▸ **Aim A**:
In the binoculars thread, what does Steiner's CAT stand for?

▸ **Extract**:
◇ ◇ ◇

# Revised Review on VANGUARD Spirit Binoculars (June 14,2011)



## Palegabe (Jul 25, 2009)

Gary you mentioned "The fully multicoated ED glass lenses with emerald coatings render a full spectrum of color within green tones making them excellent for nature observation". Is this the same type of coating that is used on the Steiner Predator Extreme Binos. Do the red and brown tones stand out?

Thanks.

Pale~


----------



## GarysFotos.com (Jul 7, 2010)

I believe you are speaking of the following:
*Steiner's unique CAT (Color Adjusted Transmission) technology provides bold color contrast between the object being viewed and its surroundings *
I would presume it is Steiner's proprietary coating producing the same or similar results. I found all colors stood out in the VANGUARDS and I presume the emphasis may have been "greens" only because that is the most common color in nature. I would thing brown being second. I would suggest contacting VANGUARD for the professional answer?


----------



## Palegabe (Jul 25, 2009)

I loved the review. I had just made the decision to purchase Steiner Predator Extreme. I liked the idea of reds and browns standing out with green foliage in the Steiners. What I like about your review is that you pointed out that Vanguard uses ED glass. If the Spirit has the same properities of the Steiner Predator but with ED glass I would take the Spirit.


----------

◇ ◇ ◇

▸ **Aim B**:
Report each line of the entries that includes the word "church".

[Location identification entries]
◇ ◇ ◇

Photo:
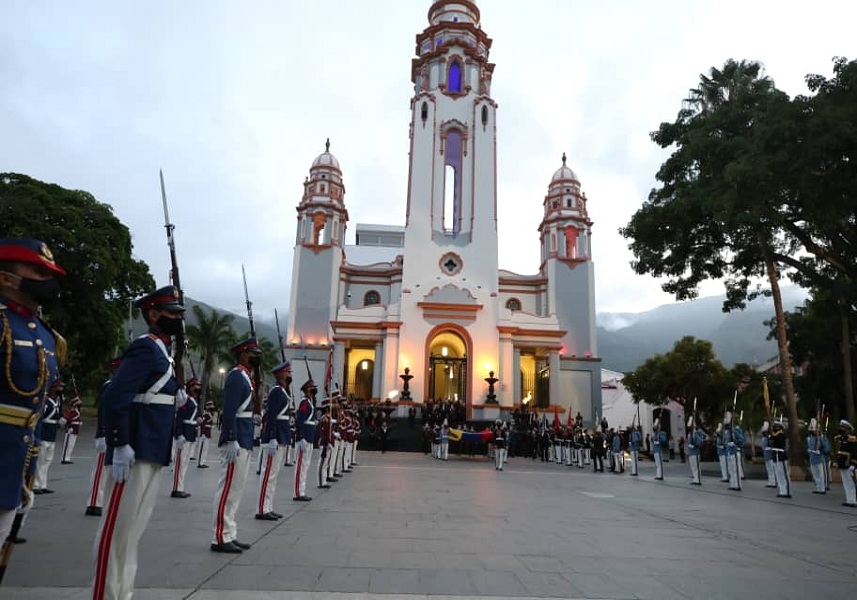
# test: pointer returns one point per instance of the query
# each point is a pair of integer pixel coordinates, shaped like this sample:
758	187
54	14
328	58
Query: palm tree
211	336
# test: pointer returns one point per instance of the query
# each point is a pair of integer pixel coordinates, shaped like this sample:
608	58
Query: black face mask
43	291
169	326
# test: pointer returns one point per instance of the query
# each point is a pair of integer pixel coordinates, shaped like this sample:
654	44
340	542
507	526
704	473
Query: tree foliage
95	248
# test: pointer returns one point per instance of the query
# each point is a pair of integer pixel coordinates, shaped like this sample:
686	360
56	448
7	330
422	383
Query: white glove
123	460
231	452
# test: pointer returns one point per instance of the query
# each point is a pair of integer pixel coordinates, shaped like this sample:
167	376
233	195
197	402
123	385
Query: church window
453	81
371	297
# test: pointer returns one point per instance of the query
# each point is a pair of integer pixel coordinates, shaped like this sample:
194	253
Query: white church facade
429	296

◇ ◇ ◇

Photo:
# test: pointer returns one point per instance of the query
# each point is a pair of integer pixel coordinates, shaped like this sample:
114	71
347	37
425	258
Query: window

◇ ◇ ◇

▸ **Task response A**:
Color Adjusted Transmission

▸ **Task response B**:
Query: church window
Query: white church facade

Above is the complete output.